Work item:
The expected output is the line bearing "of the race" followed by all remaining lines of the records, each restated word for word.

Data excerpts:
——————
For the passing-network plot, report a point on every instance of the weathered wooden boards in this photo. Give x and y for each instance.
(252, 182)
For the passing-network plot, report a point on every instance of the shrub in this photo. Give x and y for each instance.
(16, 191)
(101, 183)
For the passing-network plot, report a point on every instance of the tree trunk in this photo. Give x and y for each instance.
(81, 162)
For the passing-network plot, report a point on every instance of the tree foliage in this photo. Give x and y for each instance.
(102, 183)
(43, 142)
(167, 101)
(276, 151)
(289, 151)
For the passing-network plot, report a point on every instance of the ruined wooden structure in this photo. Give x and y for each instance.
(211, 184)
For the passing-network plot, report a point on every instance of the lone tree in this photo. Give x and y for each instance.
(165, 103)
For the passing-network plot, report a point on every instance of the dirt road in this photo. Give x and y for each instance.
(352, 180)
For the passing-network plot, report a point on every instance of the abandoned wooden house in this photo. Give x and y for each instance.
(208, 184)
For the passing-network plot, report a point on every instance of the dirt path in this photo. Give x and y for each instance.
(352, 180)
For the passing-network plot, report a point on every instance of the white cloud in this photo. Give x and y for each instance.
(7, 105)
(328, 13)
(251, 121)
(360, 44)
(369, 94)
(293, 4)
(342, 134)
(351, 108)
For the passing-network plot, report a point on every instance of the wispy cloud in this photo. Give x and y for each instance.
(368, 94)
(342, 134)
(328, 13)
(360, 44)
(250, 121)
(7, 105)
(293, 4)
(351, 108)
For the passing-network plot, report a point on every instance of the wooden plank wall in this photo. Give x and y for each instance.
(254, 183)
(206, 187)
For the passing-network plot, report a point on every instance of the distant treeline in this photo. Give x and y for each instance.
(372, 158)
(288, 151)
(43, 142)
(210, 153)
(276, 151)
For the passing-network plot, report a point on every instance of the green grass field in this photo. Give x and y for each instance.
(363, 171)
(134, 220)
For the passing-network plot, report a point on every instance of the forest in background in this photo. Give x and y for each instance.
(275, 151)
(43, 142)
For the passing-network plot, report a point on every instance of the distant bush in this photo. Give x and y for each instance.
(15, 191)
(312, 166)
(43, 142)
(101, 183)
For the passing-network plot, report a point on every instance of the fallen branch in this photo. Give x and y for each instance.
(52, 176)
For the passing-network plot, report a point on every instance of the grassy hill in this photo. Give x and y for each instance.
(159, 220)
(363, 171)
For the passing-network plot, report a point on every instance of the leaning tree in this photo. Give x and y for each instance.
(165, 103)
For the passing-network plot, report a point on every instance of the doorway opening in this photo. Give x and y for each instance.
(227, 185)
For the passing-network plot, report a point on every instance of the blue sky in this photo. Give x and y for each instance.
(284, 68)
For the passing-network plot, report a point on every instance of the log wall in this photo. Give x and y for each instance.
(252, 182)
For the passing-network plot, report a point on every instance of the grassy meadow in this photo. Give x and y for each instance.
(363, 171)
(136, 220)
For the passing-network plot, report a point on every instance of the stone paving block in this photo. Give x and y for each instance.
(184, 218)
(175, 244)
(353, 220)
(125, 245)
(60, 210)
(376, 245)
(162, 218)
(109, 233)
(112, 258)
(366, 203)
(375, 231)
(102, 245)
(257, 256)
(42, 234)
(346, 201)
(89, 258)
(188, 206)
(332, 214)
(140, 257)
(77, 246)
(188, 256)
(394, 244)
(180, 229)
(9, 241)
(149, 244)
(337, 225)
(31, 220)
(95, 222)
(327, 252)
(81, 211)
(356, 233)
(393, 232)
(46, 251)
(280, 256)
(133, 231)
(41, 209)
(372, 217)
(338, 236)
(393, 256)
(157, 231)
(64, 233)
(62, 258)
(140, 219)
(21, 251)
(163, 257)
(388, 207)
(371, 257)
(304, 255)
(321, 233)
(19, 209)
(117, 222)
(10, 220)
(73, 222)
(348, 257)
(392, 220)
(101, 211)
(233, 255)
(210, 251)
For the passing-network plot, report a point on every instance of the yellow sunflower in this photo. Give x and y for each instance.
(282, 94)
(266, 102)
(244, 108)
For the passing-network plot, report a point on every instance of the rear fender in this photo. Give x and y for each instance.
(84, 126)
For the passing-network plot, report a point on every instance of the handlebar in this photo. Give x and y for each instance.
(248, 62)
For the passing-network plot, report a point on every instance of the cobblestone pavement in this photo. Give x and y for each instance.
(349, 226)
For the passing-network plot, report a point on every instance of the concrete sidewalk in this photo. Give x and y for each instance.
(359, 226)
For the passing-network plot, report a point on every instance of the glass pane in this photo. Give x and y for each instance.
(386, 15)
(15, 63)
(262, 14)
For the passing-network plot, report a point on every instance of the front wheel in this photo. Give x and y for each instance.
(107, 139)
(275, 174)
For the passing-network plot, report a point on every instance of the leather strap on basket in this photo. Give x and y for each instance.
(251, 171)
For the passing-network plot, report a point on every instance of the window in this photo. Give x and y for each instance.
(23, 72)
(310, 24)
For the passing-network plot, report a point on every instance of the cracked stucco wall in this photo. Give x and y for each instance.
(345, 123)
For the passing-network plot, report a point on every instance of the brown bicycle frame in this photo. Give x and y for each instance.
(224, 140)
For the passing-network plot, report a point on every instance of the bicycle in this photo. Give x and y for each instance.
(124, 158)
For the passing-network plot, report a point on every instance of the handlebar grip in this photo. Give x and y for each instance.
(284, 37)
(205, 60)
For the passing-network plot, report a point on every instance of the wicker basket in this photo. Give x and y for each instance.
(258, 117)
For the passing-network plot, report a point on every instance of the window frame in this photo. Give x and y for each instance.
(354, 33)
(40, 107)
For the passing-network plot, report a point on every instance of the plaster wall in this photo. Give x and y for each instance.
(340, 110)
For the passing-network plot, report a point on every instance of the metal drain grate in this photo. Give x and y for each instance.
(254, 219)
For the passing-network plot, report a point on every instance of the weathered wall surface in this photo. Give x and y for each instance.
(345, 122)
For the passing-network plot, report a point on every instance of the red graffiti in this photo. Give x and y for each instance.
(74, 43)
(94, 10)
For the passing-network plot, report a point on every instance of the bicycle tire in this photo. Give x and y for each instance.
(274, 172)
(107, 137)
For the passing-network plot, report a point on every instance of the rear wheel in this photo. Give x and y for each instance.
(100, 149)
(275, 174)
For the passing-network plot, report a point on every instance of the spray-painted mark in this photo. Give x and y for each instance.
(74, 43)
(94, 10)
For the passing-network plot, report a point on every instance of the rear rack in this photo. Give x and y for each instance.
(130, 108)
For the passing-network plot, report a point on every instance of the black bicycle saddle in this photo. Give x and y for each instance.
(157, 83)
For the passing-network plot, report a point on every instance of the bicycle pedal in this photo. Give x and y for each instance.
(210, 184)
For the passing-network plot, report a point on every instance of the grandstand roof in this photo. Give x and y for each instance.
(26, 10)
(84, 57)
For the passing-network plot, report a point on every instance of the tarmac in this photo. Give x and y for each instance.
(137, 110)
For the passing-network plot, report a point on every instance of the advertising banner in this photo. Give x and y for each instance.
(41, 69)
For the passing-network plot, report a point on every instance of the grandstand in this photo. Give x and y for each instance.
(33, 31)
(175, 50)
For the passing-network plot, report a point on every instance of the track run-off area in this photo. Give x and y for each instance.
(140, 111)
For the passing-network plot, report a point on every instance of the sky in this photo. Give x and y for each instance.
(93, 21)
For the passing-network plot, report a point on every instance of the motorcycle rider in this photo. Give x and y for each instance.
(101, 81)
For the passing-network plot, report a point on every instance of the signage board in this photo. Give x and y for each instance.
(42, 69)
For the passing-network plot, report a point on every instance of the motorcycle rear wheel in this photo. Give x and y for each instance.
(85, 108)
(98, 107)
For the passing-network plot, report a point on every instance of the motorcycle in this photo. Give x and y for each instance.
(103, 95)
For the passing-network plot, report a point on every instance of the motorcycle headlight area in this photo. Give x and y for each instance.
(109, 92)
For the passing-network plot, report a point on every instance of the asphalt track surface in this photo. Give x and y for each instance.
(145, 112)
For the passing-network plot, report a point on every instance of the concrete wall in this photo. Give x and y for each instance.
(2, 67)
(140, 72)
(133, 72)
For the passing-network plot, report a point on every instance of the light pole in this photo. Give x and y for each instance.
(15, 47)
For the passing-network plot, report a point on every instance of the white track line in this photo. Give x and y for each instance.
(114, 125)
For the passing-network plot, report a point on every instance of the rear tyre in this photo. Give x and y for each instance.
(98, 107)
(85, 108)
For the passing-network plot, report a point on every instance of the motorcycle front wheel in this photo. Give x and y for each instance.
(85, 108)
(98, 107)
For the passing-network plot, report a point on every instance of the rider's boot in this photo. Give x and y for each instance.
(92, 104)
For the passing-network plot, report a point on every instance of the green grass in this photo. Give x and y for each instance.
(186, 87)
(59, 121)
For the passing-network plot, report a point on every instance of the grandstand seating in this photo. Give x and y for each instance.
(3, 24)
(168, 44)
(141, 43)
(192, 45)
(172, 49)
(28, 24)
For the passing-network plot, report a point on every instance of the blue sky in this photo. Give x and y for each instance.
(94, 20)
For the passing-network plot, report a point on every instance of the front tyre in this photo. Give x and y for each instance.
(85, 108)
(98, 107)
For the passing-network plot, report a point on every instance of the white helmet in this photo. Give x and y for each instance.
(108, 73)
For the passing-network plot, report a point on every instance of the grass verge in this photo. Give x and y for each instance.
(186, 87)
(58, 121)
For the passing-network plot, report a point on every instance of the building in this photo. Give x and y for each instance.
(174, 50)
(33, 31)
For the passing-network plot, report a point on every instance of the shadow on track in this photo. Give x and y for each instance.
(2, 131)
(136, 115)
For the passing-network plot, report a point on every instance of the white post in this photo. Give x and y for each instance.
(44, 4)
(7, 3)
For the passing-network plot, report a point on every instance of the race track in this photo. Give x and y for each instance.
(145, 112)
——————
Solution to this problem:
For the passing-network plot, report a point on every instance of the race track in this photo. Give x and y for each instance.
(145, 112)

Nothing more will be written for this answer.